** START OF RECORDS FOR THIS EXERCISE **
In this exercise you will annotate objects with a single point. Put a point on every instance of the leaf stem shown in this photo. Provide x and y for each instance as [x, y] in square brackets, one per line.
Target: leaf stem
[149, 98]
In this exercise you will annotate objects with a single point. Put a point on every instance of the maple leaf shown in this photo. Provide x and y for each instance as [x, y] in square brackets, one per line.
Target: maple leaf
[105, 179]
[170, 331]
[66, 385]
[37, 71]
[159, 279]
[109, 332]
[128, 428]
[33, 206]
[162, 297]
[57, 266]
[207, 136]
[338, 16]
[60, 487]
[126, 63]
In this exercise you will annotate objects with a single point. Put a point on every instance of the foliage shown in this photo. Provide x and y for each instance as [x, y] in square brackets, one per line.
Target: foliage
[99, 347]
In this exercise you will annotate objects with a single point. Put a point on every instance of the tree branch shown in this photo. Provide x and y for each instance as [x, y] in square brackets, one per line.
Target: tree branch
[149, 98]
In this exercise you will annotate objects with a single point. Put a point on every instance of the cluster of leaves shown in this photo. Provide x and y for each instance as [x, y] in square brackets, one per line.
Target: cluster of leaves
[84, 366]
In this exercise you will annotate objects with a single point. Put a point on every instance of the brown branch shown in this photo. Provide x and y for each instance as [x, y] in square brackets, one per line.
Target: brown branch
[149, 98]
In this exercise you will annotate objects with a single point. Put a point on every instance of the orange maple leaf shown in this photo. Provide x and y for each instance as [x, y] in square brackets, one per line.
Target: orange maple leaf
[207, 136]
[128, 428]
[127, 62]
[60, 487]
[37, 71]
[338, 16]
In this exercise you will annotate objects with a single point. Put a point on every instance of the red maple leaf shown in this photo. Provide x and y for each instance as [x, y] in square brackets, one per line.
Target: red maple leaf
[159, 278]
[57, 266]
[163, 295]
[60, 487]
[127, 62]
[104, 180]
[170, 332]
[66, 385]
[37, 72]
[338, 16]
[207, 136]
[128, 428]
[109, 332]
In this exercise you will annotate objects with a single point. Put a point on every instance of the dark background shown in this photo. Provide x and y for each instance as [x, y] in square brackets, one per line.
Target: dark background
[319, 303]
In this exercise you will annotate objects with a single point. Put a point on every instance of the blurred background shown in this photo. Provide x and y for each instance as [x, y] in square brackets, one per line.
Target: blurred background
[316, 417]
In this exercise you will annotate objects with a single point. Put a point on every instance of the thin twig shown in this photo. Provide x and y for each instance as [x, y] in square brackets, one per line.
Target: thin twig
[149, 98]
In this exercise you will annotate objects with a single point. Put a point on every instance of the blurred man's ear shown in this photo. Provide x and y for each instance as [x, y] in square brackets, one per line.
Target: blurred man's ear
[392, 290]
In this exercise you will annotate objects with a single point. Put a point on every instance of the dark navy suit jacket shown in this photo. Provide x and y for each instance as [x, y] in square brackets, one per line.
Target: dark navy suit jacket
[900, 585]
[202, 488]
** END OF RECORDS FOR THIS EXERCISE **
Reproduce all of the material above line for line, changing nothing.

In this exercise you will annotate objects with a single point. Put a point on every instance of the leaf stem shown in this photo. Provide x and y for each instance as [x, y] in square brackets, one per line.
Target: leaf stem
[149, 98]
In this exercise you will annotate objects with a single point. Put a point on every instance of the maple leaf shown in this photo. Provide x and y for each instance as [x, y] in square brackets, one per line.
Target: maple leaf
[105, 179]
[170, 331]
[66, 385]
[37, 71]
[159, 279]
[109, 332]
[128, 428]
[33, 206]
[162, 297]
[57, 266]
[207, 136]
[338, 16]
[60, 487]
[126, 63]
In this exercise you will annotate objects with a single point. Put a point on every instance of the foliage shown in this photo. Provide x and y for each instance as [x, y] in square brackets, one per line.
Target: foliage
[99, 347]
In this exercise you will annotate objects with a single point. Put a point on every instance of the tree branch shown in this photo. Provide x and y for each instance as [x, y] in square brackets, one per line.
Target: tree branch
[149, 98]
In this exercise you will annotate objects with a single point. Put a point on every instance of the cluster of leaves shown in this photo. Provide x and y for each instance as [x, y] in square brackets, one per line.
Target: cluster of leaves
[84, 366]
In this exercise you will annotate objects with a single point. Put a point on every instance of the brown branch shown in this photo. Provide x and y for each instance as [x, y] in square brackets, one per line.
Target: brown branch
[149, 98]
In this exercise you will annotate objects with a single point. Put a point on every instance of the orange maple leaf shown in this photo. Provide x and y for each instance as [x, y] in square brackets, one per line.
Target: orange maple leaf
[207, 136]
[128, 428]
[127, 62]
[60, 487]
[37, 71]
[338, 16]
In this exercise you will annotate objects with a single point. Put a point on every instance of the red maple leaf shown in this photo. Provide x and y for each instance as [x, y] in square brackets, one per line.
Target: red maple leaf
[159, 278]
[57, 266]
[163, 295]
[60, 487]
[127, 62]
[104, 180]
[170, 332]
[66, 385]
[37, 72]
[338, 16]
[207, 136]
[128, 428]
[109, 332]
In this exercise you will annotate objects with a single point. Put a point on every instance of the dark background shown in this photo. Provide x and y for each instance as [x, y] in square brackets, one per line.
Target: dark background
[319, 303]
In this exercise you will annotate objects with a single point. Put a point on every instance of the blurred background shown in this photo. Provide x and y for each instance as [x, y] in square brackets, one per line.
Target: blurred background
[316, 417]
In this exercise you will annotate objects with a single point. Put a point on every instance of the thin twig shown in this photo. Provide x and y for each instance as [x, y] in square brackets, one per line.
Target: thin twig
[149, 98]
In this exercise you will annotate objects with a single point. Put a point on every instance of the blurred man's ear shown in this photo. Provide x and y for each instance as [x, y] in square brackets, one per line.
Target: blurred man's ear
[392, 290]
In this exercise you will annotate objects with a single point. Put a point on every instance of the dark navy suit jacket shown in this photo. Provide x and y for each instance as [x, y] in square brackets, one per line.
Target: dark navy suit jacket
[900, 585]
[202, 488]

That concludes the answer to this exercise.